■ **What is expected**:
Count the lines in the entries below that contain the string "plant", treating uppercase and lowercase as distinct. Output only the resulting number.

--------------------

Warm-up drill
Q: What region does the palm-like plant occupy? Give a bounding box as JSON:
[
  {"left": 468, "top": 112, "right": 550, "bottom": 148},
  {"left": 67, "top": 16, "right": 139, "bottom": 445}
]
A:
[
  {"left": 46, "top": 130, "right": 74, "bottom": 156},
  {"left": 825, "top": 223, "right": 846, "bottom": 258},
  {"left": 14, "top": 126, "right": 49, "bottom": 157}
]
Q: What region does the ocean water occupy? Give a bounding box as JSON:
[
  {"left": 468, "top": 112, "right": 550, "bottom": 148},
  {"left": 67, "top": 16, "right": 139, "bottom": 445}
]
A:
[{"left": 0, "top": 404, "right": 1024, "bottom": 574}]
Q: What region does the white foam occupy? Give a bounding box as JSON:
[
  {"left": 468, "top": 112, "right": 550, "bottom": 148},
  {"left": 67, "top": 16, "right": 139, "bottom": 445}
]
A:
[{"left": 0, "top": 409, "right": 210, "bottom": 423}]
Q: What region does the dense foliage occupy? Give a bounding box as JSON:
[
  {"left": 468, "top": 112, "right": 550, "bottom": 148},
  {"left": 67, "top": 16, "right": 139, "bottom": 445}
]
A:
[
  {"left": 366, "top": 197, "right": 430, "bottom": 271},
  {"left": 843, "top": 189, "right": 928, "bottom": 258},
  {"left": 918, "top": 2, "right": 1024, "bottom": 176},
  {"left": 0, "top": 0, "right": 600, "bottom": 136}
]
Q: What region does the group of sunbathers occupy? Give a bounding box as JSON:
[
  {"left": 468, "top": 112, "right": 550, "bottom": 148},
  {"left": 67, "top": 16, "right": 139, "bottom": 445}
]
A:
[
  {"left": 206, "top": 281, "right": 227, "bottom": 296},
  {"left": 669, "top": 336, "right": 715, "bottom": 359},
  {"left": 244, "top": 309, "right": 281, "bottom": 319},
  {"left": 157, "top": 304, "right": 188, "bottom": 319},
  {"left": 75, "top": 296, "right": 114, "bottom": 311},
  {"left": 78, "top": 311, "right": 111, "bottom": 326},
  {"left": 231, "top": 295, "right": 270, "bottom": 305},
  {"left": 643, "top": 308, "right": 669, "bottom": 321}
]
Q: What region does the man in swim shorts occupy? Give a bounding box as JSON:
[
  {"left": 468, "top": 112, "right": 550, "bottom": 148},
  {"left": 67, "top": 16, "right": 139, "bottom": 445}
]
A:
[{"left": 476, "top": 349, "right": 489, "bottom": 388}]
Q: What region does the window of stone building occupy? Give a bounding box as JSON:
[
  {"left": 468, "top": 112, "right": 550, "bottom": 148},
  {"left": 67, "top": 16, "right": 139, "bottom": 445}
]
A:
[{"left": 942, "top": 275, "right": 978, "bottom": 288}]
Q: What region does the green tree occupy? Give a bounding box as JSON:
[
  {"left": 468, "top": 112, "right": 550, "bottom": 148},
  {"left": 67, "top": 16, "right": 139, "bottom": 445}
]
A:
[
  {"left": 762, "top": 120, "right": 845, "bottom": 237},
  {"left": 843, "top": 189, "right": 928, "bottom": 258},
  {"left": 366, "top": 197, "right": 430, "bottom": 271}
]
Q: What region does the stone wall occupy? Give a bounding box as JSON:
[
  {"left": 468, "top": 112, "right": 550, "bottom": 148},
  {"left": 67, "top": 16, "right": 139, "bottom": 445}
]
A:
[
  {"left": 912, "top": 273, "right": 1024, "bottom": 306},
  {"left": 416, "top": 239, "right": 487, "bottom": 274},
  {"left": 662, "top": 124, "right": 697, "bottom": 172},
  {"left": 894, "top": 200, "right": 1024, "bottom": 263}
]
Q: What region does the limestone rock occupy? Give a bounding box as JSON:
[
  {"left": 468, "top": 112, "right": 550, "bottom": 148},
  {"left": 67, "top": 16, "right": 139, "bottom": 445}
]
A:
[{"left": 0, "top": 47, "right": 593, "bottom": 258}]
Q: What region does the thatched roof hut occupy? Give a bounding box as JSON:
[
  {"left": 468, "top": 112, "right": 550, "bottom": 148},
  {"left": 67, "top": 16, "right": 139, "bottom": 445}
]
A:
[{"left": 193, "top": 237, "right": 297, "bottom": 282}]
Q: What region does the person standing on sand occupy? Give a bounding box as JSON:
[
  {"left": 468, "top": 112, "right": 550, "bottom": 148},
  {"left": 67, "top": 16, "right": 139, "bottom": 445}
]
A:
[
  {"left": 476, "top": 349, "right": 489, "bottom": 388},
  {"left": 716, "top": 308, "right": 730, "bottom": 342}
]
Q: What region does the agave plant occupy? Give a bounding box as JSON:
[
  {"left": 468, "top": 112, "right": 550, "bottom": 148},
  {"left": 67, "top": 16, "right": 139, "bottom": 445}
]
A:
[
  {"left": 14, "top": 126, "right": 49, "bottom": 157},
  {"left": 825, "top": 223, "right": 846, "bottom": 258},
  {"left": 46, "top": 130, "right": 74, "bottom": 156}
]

--------------------

■ **Finished exercise**:
2